What lines in this listing contain the string "ornate"? Report each one by copying it.

DATA RECORDS -
::::::::
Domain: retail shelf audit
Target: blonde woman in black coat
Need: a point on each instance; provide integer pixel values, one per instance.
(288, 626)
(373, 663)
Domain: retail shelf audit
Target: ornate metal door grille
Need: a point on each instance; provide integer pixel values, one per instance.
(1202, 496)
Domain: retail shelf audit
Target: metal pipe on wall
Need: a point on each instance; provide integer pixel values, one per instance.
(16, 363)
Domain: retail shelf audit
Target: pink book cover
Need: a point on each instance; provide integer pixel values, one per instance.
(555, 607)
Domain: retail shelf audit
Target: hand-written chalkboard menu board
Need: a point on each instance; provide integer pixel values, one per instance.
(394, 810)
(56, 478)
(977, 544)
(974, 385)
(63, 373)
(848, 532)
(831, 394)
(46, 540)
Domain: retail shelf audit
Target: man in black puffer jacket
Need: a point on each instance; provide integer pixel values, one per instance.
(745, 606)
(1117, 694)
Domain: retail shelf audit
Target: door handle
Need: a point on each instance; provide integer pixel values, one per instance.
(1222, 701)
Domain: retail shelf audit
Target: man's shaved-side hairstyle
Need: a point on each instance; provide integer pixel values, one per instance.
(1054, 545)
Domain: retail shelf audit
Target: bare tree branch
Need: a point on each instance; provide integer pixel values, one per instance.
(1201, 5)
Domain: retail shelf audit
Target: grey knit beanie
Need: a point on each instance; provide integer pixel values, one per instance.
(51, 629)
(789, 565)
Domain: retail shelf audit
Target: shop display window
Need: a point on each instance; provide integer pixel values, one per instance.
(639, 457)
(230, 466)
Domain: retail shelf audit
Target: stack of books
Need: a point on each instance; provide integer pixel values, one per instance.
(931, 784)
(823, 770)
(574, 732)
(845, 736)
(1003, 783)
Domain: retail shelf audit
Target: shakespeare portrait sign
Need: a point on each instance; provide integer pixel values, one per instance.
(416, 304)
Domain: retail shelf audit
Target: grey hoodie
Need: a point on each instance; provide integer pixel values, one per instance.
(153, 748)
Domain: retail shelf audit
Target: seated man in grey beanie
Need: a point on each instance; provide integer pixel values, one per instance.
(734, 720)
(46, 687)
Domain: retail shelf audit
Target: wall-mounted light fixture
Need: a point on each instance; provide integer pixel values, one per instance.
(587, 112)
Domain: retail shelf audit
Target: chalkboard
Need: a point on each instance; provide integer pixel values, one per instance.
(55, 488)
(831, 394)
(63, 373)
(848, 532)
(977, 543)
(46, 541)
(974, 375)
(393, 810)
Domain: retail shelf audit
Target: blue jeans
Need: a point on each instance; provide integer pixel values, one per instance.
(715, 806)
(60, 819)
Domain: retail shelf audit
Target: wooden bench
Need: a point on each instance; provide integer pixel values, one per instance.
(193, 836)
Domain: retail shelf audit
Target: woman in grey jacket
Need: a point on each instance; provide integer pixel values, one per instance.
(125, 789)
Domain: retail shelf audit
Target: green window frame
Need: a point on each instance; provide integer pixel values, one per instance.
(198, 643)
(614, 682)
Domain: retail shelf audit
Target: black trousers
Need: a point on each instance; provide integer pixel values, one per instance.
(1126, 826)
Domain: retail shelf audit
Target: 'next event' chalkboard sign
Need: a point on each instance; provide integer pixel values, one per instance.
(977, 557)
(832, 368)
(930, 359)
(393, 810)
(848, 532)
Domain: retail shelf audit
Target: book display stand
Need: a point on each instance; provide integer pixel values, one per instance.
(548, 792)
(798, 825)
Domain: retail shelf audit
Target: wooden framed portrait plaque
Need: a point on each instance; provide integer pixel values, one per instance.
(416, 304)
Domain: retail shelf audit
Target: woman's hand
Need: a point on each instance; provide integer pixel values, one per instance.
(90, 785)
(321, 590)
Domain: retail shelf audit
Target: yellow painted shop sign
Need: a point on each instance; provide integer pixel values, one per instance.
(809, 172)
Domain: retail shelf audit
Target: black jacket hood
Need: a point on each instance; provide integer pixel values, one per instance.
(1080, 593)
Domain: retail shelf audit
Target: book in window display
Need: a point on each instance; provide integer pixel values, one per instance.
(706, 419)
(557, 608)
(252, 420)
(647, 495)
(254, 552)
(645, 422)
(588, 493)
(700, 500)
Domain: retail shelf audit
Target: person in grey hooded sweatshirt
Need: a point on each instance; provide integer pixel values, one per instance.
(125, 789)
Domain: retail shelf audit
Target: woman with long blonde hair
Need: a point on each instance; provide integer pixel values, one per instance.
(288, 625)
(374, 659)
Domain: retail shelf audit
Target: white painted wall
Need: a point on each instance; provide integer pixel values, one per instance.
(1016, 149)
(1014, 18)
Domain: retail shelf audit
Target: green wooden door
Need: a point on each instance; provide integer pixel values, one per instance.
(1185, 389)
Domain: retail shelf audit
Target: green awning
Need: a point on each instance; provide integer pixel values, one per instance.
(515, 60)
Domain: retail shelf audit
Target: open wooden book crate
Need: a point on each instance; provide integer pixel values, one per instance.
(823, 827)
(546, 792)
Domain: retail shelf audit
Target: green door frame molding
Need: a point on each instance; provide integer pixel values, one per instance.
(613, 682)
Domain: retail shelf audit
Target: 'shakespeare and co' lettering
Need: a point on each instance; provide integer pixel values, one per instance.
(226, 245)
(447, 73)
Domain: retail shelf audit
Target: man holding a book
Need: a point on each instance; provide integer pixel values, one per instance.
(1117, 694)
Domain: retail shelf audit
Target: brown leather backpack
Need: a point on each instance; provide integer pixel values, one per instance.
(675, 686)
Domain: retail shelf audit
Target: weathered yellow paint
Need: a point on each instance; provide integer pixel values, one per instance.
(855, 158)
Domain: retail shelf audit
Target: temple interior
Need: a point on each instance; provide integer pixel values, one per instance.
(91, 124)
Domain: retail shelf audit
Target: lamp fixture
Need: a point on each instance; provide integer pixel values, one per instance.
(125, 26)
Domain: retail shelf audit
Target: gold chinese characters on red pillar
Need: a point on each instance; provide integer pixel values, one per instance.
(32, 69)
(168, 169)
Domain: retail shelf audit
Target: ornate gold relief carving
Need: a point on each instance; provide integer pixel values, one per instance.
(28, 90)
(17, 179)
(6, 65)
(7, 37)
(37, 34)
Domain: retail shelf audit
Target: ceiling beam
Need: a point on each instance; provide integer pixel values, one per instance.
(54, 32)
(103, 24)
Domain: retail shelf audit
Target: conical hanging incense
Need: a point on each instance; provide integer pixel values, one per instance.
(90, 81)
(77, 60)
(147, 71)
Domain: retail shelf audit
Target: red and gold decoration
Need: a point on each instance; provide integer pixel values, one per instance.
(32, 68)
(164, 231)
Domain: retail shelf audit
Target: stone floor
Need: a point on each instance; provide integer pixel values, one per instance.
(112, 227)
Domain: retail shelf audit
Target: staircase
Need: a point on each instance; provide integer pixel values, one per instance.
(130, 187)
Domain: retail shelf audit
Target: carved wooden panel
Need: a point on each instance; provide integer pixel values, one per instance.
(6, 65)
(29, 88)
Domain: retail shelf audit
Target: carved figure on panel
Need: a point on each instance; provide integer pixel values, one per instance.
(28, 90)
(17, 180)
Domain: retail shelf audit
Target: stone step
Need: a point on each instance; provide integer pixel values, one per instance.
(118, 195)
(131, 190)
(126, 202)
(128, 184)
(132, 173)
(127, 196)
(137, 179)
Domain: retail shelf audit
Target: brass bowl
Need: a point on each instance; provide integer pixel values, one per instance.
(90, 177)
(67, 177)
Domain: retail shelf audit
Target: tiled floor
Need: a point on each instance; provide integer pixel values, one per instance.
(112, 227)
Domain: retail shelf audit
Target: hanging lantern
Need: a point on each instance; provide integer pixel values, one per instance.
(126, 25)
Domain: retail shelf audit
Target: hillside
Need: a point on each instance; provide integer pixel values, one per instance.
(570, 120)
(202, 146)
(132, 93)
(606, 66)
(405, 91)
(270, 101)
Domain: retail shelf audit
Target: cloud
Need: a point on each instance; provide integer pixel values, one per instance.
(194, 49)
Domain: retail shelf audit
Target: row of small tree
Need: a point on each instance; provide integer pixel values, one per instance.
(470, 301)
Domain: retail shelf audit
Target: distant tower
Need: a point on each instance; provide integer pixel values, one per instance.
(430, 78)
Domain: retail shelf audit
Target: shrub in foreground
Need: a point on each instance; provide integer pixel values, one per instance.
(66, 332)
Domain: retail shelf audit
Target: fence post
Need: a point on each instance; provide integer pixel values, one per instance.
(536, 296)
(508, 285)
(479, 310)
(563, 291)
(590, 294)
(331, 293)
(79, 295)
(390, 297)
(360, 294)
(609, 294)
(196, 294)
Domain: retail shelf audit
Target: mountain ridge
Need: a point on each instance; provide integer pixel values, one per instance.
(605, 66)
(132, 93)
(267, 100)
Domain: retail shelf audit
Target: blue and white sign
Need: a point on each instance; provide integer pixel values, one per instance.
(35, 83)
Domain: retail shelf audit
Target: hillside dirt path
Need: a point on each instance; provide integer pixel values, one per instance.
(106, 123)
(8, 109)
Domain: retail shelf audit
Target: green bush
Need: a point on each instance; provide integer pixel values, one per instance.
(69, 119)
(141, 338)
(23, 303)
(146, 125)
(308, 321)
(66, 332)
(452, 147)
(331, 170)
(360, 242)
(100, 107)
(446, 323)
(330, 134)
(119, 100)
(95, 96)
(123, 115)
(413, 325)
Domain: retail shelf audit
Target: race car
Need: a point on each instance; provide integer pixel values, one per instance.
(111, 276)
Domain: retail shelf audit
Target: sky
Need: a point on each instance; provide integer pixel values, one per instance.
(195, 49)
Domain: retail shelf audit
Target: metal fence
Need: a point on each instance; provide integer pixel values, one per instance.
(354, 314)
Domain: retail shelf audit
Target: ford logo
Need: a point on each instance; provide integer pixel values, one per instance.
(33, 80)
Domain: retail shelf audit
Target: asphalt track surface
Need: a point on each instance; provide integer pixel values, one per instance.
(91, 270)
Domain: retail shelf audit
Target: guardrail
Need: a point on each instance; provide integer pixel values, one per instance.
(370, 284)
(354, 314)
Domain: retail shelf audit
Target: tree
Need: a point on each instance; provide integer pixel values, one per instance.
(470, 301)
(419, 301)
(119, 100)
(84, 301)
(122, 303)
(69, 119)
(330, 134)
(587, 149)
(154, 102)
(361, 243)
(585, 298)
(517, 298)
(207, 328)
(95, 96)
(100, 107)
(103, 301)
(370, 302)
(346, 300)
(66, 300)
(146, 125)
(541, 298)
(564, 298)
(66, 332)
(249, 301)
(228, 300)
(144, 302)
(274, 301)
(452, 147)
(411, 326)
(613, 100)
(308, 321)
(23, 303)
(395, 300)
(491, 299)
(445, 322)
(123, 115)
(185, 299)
::::::::
RESPONSE AREA -
Target: ornate metal door grille
Target: ornate gold relief carving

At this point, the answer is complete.